▶ _Trecho_:
━━━━━━━━━━━━━━━━━━━━

Segundo, caso o candidato que tenta se reeleger falhe nos meus critérios, caso haja vários candida­tos dentre os quais escolher ou caso o último candidato eleito não procure ou não possa se reeleger, é necessário pesquisar qual dentre os candidatos disponíveis é mais qualificado. Isso também é feito segundo critérios, que devem também ser pessoais. Em páginas que catalogam candidatos na Inter­net, é possível ver algumas informações sobre cada candidato: idade, profissão, filiação partidária, "nome de guerra" e ficha criminal por exemplo. Além disso, um bom jeito de obter informações so­bre um candidato é ouvindo o que ele tem a dizer, via propaganda política e debates, e o que os ou­tros candidatos dizem dele. Enquanto não é lícito ouvir fontes de terceiros, mesmo quando se dizem imparciais, é lícito ouvir os que estão inseridos na competição. Pela propaganda política e sobretudo pelos debates, eu posso saber quem tem mais chances de preencher os critérios pessoais que não fo­ram preenchidos na etapa anterior.

━━━━━━━━━━━━━━━━━━━━

▶ _Material fornecido_:
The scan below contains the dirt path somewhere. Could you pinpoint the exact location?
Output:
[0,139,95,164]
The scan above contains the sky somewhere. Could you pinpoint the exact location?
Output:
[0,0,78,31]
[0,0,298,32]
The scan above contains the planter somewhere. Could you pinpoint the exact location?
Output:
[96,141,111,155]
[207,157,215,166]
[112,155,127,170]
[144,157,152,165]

━━━━━━━━━━━━━━━━━━━━

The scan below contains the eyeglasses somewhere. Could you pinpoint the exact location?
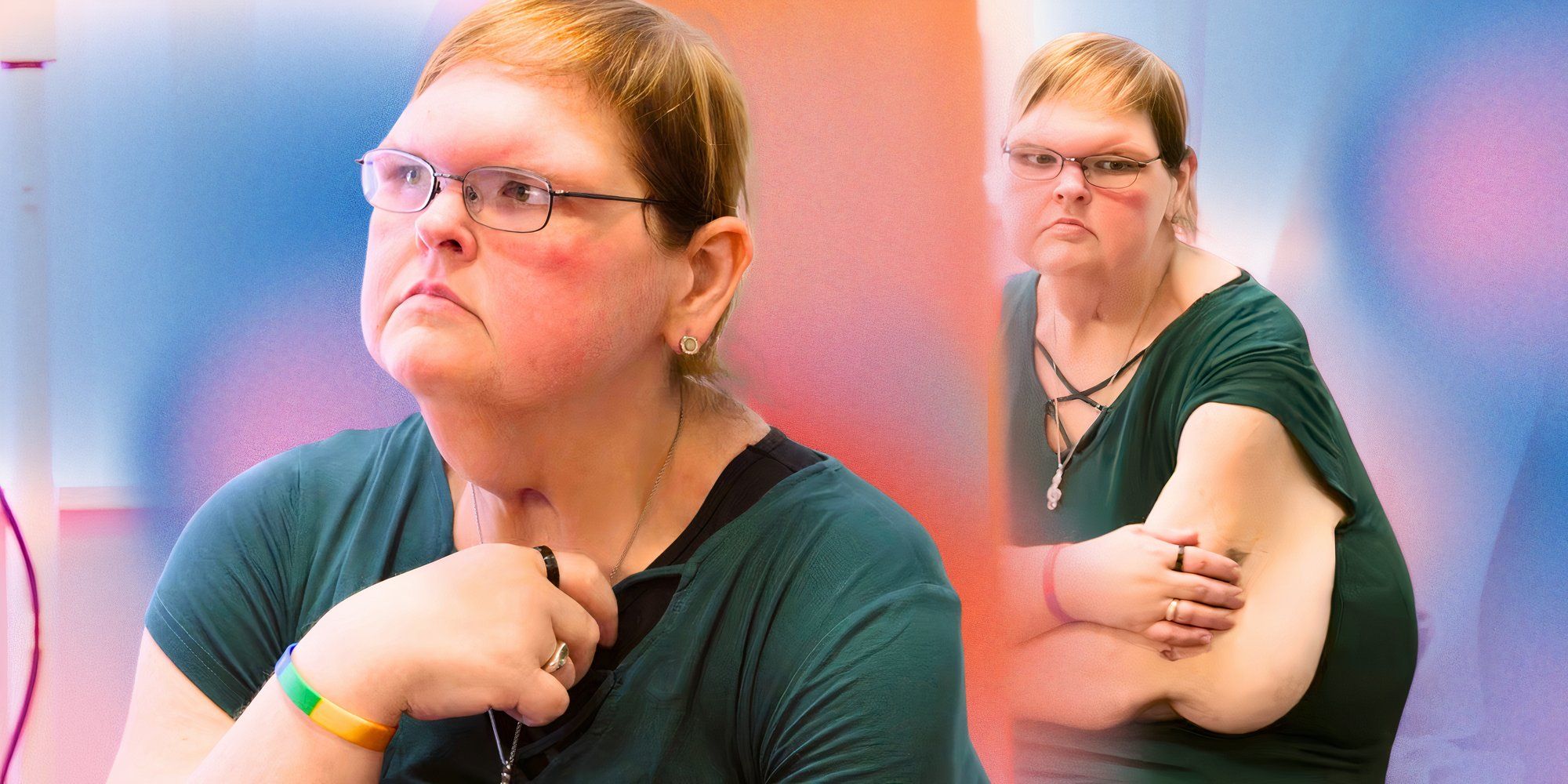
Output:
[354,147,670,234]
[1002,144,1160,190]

━━━━━━━━━━━━━━━━━━━━

Você pode copiar integralmente, sem alterar nada, o trecho sobre como escolher entre os candidatos numa eleição?

▶ _Resolução_:
Segundo, caso o candidato que tenta se reeleger falhe nos meus critérios, caso haja vários candida­tos dentre os quais escolher ou caso o último candidato eleito não procure ou não possa se reeleger, é necessário pesquisar qual dentre os candidatos disponíveis é mais qualificado. Isso também é feito segundo critérios, que devem também ser pessoais. Em páginas que catalogam candidatos na Inter­net, é possível ver algumas informações sobre cada candidato: idade, profissão, filiação partidária, "nome de guerra" e ficha criminal por exemplo. Além disso, um bom jeito de obter informações so­bre um candidato é ouvindo o que ele tem a dizer, via propaganda política e debates, e o que os ou­tros candidatos dizem dele. Enquanto não é lícito ouvir fontes de terceiros, mesmo quando se dizem imparciais, é lícito ouvir os que estão inseridos na competição. Pela propaganda política e sobretudo pelos debates, eu posso saber quem tem mais chances de preencher os critérios pessoais que não fo­ram preenchidos na etapa anterior.